• Exercise task
Select and copy every line of the records below that contains the word "plant". Case counts.

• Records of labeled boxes
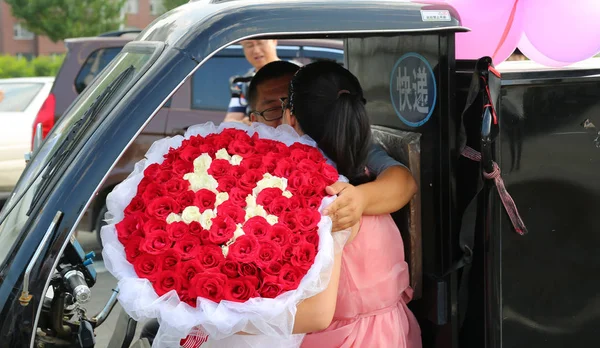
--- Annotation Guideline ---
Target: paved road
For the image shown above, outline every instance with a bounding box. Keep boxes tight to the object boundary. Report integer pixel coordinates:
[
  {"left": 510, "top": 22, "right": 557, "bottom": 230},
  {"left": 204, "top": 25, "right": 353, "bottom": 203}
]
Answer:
[{"left": 77, "top": 231, "right": 148, "bottom": 348}]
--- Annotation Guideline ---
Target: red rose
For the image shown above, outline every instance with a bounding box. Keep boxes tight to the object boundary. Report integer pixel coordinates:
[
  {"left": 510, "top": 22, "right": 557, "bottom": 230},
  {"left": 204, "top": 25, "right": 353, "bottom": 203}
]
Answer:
[
  {"left": 238, "top": 263, "right": 258, "bottom": 277},
  {"left": 146, "top": 197, "right": 181, "bottom": 219},
  {"left": 174, "top": 234, "right": 202, "bottom": 260},
  {"left": 154, "top": 170, "right": 174, "bottom": 185},
  {"left": 287, "top": 172, "right": 307, "bottom": 192},
  {"left": 242, "top": 216, "right": 271, "bottom": 240},
  {"left": 172, "top": 159, "right": 194, "bottom": 178},
  {"left": 319, "top": 163, "right": 339, "bottom": 186},
  {"left": 167, "top": 221, "right": 189, "bottom": 241},
  {"left": 160, "top": 249, "right": 181, "bottom": 271},
  {"left": 143, "top": 218, "right": 167, "bottom": 236},
  {"left": 208, "top": 216, "right": 237, "bottom": 245},
  {"left": 224, "top": 277, "right": 258, "bottom": 302},
  {"left": 165, "top": 177, "right": 190, "bottom": 198},
  {"left": 142, "top": 182, "right": 167, "bottom": 201},
  {"left": 259, "top": 275, "right": 283, "bottom": 298},
  {"left": 144, "top": 163, "right": 160, "bottom": 179},
  {"left": 217, "top": 202, "right": 246, "bottom": 224},
  {"left": 124, "top": 236, "right": 144, "bottom": 264},
  {"left": 303, "top": 196, "right": 323, "bottom": 211},
  {"left": 175, "top": 259, "right": 204, "bottom": 283},
  {"left": 115, "top": 215, "right": 144, "bottom": 244},
  {"left": 269, "top": 223, "right": 293, "bottom": 246},
  {"left": 279, "top": 212, "right": 300, "bottom": 232},
  {"left": 265, "top": 196, "right": 289, "bottom": 216},
  {"left": 296, "top": 208, "right": 321, "bottom": 231},
  {"left": 194, "top": 189, "right": 217, "bottom": 213},
  {"left": 256, "top": 187, "right": 283, "bottom": 207},
  {"left": 289, "top": 233, "right": 304, "bottom": 246},
  {"left": 188, "top": 221, "right": 204, "bottom": 236},
  {"left": 228, "top": 234, "right": 260, "bottom": 262},
  {"left": 217, "top": 175, "right": 237, "bottom": 192},
  {"left": 229, "top": 187, "right": 250, "bottom": 208},
  {"left": 125, "top": 195, "right": 146, "bottom": 215},
  {"left": 240, "top": 155, "right": 262, "bottom": 170},
  {"left": 207, "top": 159, "right": 231, "bottom": 180},
  {"left": 304, "top": 232, "right": 319, "bottom": 248},
  {"left": 133, "top": 254, "right": 161, "bottom": 281},
  {"left": 256, "top": 240, "right": 281, "bottom": 268},
  {"left": 238, "top": 169, "right": 264, "bottom": 192},
  {"left": 291, "top": 241, "right": 317, "bottom": 270},
  {"left": 177, "top": 189, "right": 196, "bottom": 209},
  {"left": 279, "top": 264, "right": 304, "bottom": 290},
  {"left": 198, "top": 245, "right": 225, "bottom": 269},
  {"left": 221, "top": 260, "right": 240, "bottom": 278},
  {"left": 306, "top": 147, "right": 325, "bottom": 163},
  {"left": 154, "top": 271, "right": 182, "bottom": 296},
  {"left": 189, "top": 273, "right": 227, "bottom": 303},
  {"left": 179, "top": 146, "right": 204, "bottom": 163},
  {"left": 263, "top": 262, "right": 283, "bottom": 277},
  {"left": 274, "top": 159, "right": 296, "bottom": 178},
  {"left": 290, "top": 149, "right": 308, "bottom": 163},
  {"left": 227, "top": 140, "right": 254, "bottom": 158},
  {"left": 140, "top": 231, "right": 173, "bottom": 255},
  {"left": 229, "top": 166, "right": 246, "bottom": 180},
  {"left": 287, "top": 196, "right": 304, "bottom": 212}
]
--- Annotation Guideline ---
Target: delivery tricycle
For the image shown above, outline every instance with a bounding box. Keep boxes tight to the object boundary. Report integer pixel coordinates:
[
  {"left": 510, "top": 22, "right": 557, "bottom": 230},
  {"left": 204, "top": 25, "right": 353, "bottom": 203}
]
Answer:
[{"left": 0, "top": 0, "right": 600, "bottom": 348}]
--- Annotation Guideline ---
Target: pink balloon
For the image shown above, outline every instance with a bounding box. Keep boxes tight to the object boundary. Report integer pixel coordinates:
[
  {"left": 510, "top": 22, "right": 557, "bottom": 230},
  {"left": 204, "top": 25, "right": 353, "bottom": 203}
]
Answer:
[
  {"left": 448, "top": 0, "right": 523, "bottom": 64},
  {"left": 521, "top": 0, "right": 600, "bottom": 63},
  {"left": 519, "top": 34, "right": 571, "bottom": 67}
]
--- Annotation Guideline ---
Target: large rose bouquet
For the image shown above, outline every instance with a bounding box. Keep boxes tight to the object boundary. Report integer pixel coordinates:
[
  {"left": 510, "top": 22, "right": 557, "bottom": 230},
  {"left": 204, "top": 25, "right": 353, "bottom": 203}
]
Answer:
[{"left": 101, "top": 123, "right": 343, "bottom": 347}]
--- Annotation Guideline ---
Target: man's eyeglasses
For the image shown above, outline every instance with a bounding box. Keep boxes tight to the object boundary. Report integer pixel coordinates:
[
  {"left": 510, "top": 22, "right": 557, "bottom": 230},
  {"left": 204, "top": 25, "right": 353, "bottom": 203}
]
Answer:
[{"left": 250, "top": 106, "right": 283, "bottom": 121}]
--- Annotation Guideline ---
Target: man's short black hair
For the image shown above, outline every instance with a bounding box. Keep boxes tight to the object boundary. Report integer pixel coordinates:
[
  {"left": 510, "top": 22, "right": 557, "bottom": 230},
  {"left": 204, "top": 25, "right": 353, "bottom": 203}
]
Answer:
[{"left": 248, "top": 60, "right": 300, "bottom": 109}]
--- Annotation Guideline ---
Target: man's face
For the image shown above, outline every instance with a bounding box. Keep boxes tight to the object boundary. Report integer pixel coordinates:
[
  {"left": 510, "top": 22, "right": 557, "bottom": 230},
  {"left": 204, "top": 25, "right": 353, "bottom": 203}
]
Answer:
[
  {"left": 250, "top": 75, "right": 292, "bottom": 127},
  {"left": 242, "top": 40, "right": 279, "bottom": 70}
]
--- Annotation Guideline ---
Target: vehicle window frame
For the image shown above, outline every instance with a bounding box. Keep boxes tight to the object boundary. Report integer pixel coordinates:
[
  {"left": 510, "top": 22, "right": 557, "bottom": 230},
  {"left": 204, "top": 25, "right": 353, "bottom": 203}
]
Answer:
[{"left": 73, "top": 45, "right": 125, "bottom": 95}]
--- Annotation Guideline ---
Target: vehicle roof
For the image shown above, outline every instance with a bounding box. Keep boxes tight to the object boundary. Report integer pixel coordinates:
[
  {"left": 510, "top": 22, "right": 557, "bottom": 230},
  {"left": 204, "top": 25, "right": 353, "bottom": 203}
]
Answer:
[
  {"left": 0, "top": 76, "right": 54, "bottom": 83},
  {"left": 137, "top": 0, "right": 468, "bottom": 60}
]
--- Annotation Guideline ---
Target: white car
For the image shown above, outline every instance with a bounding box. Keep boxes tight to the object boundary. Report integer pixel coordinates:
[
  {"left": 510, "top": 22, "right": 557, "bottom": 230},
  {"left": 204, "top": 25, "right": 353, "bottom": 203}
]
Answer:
[{"left": 0, "top": 77, "right": 54, "bottom": 200}]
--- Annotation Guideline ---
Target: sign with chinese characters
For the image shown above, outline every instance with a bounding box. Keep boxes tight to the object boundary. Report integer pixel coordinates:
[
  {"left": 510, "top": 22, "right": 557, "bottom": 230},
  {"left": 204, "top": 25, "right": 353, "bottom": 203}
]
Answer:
[{"left": 390, "top": 53, "right": 437, "bottom": 127}]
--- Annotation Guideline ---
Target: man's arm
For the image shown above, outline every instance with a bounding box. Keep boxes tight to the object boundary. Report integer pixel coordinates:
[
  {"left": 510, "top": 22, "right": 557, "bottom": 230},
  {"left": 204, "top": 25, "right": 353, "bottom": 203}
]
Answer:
[{"left": 324, "top": 144, "right": 417, "bottom": 231}]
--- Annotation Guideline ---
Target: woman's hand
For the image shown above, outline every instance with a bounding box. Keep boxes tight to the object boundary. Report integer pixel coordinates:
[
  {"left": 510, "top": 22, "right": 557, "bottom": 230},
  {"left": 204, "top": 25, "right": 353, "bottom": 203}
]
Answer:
[{"left": 323, "top": 182, "right": 366, "bottom": 232}]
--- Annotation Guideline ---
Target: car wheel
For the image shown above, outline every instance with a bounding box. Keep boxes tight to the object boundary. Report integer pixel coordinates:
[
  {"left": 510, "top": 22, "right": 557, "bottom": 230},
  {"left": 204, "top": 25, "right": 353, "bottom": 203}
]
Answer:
[{"left": 94, "top": 204, "right": 108, "bottom": 246}]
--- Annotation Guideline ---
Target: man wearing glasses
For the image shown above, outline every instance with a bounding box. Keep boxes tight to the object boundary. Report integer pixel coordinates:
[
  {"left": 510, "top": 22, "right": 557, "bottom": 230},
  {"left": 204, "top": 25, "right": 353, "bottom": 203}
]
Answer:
[
  {"left": 248, "top": 60, "right": 417, "bottom": 231},
  {"left": 224, "top": 40, "right": 279, "bottom": 123}
]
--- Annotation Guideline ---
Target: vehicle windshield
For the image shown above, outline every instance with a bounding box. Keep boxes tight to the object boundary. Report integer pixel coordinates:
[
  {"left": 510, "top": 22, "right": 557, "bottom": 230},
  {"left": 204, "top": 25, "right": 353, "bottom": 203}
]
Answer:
[
  {"left": 0, "top": 43, "right": 161, "bottom": 265},
  {"left": 0, "top": 82, "right": 44, "bottom": 112}
]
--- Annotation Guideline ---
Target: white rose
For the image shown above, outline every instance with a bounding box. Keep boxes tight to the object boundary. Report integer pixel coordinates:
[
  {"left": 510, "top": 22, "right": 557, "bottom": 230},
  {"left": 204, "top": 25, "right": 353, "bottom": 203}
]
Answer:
[
  {"left": 215, "top": 149, "right": 231, "bottom": 161},
  {"left": 229, "top": 155, "right": 244, "bottom": 166},
  {"left": 199, "top": 209, "right": 216, "bottom": 230},
  {"left": 183, "top": 173, "right": 219, "bottom": 192},
  {"left": 215, "top": 192, "right": 229, "bottom": 207},
  {"left": 194, "top": 153, "right": 212, "bottom": 174},
  {"left": 267, "top": 214, "right": 279, "bottom": 226},
  {"left": 167, "top": 213, "right": 181, "bottom": 224},
  {"left": 181, "top": 206, "right": 202, "bottom": 224}
]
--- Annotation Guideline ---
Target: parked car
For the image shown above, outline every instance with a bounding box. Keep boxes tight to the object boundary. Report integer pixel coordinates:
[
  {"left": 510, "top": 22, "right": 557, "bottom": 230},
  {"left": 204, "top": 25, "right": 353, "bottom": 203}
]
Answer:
[
  {"left": 35, "top": 32, "right": 344, "bottom": 241},
  {"left": 0, "top": 77, "right": 54, "bottom": 204}
]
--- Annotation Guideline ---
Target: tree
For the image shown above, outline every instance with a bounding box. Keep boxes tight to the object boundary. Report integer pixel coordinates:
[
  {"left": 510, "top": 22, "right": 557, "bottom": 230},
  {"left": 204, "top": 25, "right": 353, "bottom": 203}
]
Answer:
[
  {"left": 6, "top": 0, "right": 127, "bottom": 42},
  {"left": 163, "top": 0, "right": 190, "bottom": 12}
]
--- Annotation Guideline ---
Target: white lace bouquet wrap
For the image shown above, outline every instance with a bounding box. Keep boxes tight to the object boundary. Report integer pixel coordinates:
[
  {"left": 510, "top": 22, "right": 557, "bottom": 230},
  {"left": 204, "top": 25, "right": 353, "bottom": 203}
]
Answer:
[{"left": 101, "top": 123, "right": 348, "bottom": 347}]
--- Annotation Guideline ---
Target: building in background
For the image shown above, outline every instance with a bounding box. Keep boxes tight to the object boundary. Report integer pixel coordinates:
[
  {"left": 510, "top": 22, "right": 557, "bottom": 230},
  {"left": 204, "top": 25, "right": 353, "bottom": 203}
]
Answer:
[{"left": 0, "top": 0, "right": 162, "bottom": 58}]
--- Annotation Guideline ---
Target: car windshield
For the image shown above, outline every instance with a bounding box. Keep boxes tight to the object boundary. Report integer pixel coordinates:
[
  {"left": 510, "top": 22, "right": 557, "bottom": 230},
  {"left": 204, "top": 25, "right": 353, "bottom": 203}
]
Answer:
[
  {"left": 0, "top": 43, "right": 161, "bottom": 268},
  {"left": 0, "top": 81, "right": 44, "bottom": 112}
]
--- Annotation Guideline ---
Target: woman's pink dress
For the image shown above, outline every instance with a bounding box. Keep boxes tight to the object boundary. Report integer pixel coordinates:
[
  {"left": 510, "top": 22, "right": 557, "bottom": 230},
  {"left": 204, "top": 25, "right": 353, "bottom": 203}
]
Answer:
[{"left": 302, "top": 215, "right": 421, "bottom": 348}]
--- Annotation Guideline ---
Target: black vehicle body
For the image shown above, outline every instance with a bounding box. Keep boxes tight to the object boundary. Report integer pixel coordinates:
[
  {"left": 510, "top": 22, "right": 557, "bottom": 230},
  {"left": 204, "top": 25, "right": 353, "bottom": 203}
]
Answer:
[{"left": 0, "top": 0, "right": 600, "bottom": 348}]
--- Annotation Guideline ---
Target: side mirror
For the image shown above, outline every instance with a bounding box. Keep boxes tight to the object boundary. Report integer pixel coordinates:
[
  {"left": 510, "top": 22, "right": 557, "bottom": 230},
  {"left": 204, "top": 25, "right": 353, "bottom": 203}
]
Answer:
[{"left": 25, "top": 122, "right": 44, "bottom": 163}]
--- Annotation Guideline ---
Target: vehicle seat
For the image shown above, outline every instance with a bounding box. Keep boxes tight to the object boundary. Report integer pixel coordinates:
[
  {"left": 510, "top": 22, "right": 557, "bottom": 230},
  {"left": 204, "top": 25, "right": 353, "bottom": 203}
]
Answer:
[{"left": 371, "top": 126, "right": 423, "bottom": 299}]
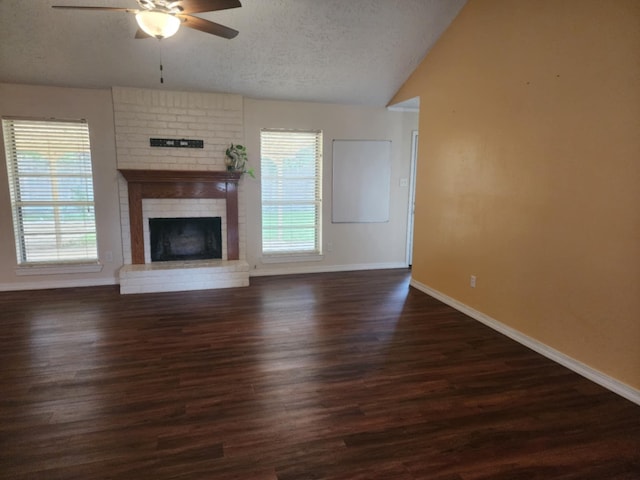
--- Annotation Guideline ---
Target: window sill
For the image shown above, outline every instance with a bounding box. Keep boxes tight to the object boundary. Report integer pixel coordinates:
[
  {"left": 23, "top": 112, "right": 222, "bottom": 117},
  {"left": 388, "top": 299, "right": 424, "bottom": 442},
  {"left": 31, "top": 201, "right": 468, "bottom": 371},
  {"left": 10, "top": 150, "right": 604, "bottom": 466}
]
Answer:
[
  {"left": 16, "top": 263, "right": 102, "bottom": 276},
  {"left": 262, "top": 253, "right": 324, "bottom": 263}
]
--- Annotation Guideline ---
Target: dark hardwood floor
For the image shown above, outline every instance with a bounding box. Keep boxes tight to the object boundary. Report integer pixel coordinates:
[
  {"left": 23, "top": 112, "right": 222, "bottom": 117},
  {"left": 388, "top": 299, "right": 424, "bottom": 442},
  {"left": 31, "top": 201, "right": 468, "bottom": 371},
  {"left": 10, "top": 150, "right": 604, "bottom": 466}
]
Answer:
[{"left": 0, "top": 270, "right": 640, "bottom": 480}]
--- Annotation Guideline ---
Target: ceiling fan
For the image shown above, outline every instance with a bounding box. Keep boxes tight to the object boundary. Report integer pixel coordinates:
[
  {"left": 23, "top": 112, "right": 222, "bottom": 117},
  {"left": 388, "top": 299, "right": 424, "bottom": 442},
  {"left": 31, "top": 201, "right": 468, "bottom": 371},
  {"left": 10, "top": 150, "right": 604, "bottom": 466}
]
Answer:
[{"left": 53, "top": 0, "right": 242, "bottom": 39}]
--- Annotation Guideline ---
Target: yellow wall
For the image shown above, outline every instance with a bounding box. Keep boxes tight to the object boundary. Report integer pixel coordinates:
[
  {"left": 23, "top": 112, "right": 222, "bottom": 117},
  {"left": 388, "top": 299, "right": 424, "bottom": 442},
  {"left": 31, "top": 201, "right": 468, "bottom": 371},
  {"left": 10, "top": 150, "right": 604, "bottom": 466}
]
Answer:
[{"left": 391, "top": 0, "right": 640, "bottom": 389}]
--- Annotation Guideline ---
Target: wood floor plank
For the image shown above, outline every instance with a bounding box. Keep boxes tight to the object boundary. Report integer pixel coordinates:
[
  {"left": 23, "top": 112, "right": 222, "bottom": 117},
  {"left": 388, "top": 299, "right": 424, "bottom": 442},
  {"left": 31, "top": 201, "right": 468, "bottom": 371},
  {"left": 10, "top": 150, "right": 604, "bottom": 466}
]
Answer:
[{"left": 0, "top": 270, "right": 640, "bottom": 480}]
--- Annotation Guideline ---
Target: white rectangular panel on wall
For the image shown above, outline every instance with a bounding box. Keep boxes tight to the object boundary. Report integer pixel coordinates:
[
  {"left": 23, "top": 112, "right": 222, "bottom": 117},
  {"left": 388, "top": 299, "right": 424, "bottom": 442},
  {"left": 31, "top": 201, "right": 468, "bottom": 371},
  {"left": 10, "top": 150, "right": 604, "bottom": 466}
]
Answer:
[{"left": 332, "top": 140, "right": 391, "bottom": 223}]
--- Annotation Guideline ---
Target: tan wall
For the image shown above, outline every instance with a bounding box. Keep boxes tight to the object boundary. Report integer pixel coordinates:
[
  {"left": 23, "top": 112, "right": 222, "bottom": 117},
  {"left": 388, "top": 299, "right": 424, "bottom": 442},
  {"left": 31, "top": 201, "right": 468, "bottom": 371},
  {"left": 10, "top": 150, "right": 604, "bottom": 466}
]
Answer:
[{"left": 391, "top": 0, "right": 640, "bottom": 389}]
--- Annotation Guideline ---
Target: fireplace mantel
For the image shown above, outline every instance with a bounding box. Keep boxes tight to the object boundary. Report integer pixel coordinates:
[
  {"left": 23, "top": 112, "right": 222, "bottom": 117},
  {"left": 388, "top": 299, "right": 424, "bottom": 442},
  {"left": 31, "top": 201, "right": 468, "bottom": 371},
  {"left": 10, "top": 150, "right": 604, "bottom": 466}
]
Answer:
[{"left": 119, "top": 170, "right": 241, "bottom": 264}]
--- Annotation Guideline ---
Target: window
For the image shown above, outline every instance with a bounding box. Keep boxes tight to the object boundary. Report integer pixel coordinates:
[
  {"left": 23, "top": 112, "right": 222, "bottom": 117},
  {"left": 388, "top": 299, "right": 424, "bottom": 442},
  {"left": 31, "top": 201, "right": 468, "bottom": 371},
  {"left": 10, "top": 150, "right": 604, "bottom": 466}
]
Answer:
[
  {"left": 260, "top": 130, "right": 322, "bottom": 255},
  {"left": 2, "top": 119, "right": 98, "bottom": 265}
]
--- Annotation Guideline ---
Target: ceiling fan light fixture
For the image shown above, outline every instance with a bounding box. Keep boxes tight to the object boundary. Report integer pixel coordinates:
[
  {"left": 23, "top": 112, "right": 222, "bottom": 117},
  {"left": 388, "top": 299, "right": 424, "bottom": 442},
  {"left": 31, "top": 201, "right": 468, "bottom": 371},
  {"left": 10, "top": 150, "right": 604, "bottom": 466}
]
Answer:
[{"left": 136, "top": 10, "right": 180, "bottom": 38}]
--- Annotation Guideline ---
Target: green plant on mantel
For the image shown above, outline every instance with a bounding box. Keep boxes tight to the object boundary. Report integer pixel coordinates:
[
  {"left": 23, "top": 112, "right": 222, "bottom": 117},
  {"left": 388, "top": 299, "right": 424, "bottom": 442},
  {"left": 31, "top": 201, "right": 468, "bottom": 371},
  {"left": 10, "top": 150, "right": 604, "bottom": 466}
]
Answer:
[{"left": 224, "top": 143, "right": 256, "bottom": 178}]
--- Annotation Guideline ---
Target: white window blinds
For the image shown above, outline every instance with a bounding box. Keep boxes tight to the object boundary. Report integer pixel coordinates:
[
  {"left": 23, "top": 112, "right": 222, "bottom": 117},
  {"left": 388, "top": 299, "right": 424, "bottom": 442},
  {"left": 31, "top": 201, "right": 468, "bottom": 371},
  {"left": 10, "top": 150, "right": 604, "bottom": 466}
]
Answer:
[
  {"left": 260, "top": 130, "right": 322, "bottom": 254},
  {"left": 2, "top": 119, "right": 98, "bottom": 264}
]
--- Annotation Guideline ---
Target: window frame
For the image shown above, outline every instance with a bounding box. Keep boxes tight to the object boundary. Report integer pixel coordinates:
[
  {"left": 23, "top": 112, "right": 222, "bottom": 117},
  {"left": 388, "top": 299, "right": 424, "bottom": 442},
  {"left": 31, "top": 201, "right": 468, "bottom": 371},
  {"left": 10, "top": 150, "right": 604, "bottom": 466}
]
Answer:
[
  {"left": 260, "top": 128, "right": 323, "bottom": 263},
  {"left": 1, "top": 117, "right": 100, "bottom": 266}
]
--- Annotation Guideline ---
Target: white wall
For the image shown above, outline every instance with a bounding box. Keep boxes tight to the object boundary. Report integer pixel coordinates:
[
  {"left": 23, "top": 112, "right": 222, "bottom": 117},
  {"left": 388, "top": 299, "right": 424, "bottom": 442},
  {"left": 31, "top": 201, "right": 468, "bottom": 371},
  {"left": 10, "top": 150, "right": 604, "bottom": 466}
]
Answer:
[
  {"left": 0, "top": 84, "right": 418, "bottom": 290},
  {"left": 0, "top": 84, "right": 122, "bottom": 290},
  {"left": 243, "top": 99, "right": 418, "bottom": 275}
]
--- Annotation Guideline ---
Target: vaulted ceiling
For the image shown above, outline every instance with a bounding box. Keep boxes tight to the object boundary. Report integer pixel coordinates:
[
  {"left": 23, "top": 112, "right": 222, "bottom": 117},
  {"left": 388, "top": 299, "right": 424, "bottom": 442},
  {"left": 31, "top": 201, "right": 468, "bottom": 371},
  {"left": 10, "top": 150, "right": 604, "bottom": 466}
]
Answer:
[{"left": 0, "top": 0, "right": 465, "bottom": 105}]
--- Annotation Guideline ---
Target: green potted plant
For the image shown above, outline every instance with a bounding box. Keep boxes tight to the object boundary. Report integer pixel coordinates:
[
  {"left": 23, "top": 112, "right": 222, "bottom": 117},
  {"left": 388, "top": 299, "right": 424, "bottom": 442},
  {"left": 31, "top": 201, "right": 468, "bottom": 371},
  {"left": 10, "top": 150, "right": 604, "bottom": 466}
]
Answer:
[{"left": 224, "top": 143, "right": 256, "bottom": 178}]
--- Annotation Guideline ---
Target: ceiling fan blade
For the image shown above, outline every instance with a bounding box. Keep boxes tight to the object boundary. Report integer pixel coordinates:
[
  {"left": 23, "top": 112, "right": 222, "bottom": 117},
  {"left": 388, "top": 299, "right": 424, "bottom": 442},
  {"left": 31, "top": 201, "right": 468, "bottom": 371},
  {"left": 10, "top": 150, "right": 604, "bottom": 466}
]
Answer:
[
  {"left": 180, "top": 0, "right": 242, "bottom": 13},
  {"left": 176, "top": 14, "right": 238, "bottom": 39},
  {"left": 51, "top": 5, "right": 138, "bottom": 13}
]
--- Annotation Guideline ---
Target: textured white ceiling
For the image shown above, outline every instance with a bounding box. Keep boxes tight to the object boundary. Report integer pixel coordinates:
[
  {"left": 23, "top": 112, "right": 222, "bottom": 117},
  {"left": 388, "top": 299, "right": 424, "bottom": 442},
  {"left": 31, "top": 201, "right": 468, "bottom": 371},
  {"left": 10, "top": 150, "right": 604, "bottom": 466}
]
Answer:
[{"left": 0, "top": 0, "right": 465, "bottom": 105}]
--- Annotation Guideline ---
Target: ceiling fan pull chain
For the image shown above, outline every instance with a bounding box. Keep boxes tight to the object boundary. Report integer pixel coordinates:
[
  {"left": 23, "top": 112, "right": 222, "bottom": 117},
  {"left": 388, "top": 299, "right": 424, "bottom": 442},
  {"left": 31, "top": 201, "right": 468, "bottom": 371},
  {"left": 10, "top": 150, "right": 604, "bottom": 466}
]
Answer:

• Answer below
Target: green plant on mantel
Target: green potted plant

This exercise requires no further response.